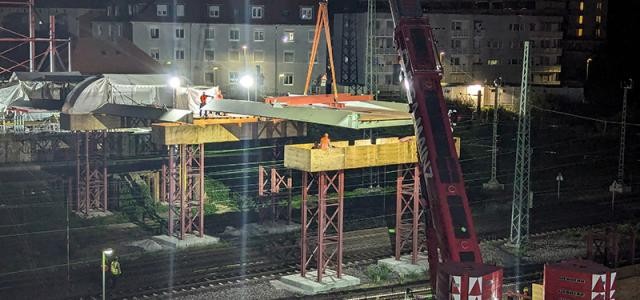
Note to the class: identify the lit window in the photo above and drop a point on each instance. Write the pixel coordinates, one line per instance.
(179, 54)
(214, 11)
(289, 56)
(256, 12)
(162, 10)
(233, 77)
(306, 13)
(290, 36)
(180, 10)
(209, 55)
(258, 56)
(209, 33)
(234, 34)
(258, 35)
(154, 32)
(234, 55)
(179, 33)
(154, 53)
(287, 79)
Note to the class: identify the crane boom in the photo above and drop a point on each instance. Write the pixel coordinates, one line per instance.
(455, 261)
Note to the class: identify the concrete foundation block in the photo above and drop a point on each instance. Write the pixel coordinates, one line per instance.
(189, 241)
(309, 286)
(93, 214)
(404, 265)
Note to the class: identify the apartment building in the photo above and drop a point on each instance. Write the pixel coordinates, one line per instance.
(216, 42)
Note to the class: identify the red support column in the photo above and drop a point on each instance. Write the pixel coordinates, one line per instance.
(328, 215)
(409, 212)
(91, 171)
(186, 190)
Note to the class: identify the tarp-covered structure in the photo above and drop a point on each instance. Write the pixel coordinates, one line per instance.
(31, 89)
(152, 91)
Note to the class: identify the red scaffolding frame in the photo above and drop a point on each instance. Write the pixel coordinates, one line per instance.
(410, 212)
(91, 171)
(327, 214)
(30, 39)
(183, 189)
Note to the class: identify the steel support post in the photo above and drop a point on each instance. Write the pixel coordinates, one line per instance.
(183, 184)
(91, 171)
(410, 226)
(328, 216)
####################
Aim> Convert every line of the data above into a JSON list of strings, one string per line, leaving out blank lines and the pictures.

Finished answer>
[
  "Note to the class: identify the lit window in the photo above and drop a point on each instance. Write the pixel coordinates, one line per instance.",
  "(179, 54)",
  "(214, 11)",
  "(289, 56)",
  "(256, 12)",
  "(162, 10)",
  "(233, 77)",
  "(306, 13)",
  "(290, 36)",
  "(180, 10)",
  "(209, 55)",
  "(258, 56)",
  "(209, 33)",
  "(234, 34)",
  "(258, 35)",
  "(154, 32)",
  "(234, 55)",
  "(179, 33)",
  "(154, 53)",
  "(287, 79)",
  "Note to the class: identify the crane boom in the photo above and drop a point on each instance. Write the pixel coordinates, one line per instance.",
  "(455, 261)",
  "Note to the class: identify the concrete foundation block in the photo above and drop a point on each instance. Write the pixel coordinates, one line per instance.",
  "(189, 241)",
  "(309, 286)",
  "(93, 214)",
  "(404, 265)",
  "Note to the class: identify the apartment building in the photo above and drop a point on each instance. Write the pixel coordinates, one line per instance.",
  "(216, 42)",
  "Note to the class: identify the red support column in the photo above and drop a point on each instance. Write the pixel coordinates, one line per instance.",
  "(328, 215)",
  "(409, 212)",
  "(91, 171)",
  "(186, 190)",
  "Note to the class: identify the tarp-covered structure in the photo above and drop a point on each instance. Write the pixel coordinates, one line per instance.",
  "(31, 89)",
  "(152, 91)",
  "Note to the class: identify the red scaffolding frame in the photo above and drop a point on each instance. Write the pixel coordinates, one line per instance.",
  "(410, 212)",
  "(91, 171)",
  "(327, 214)",
  "(30, 39)",
  "(183, 189)",
  "Note to the class: identify the steel support post in the photo above and drop a point on each instance. Write the pixel coordinates, one line per instance.",
  "(183, 184)",
  "(91, 171)",
  "(410, 226)",
  "(328, 216)"
]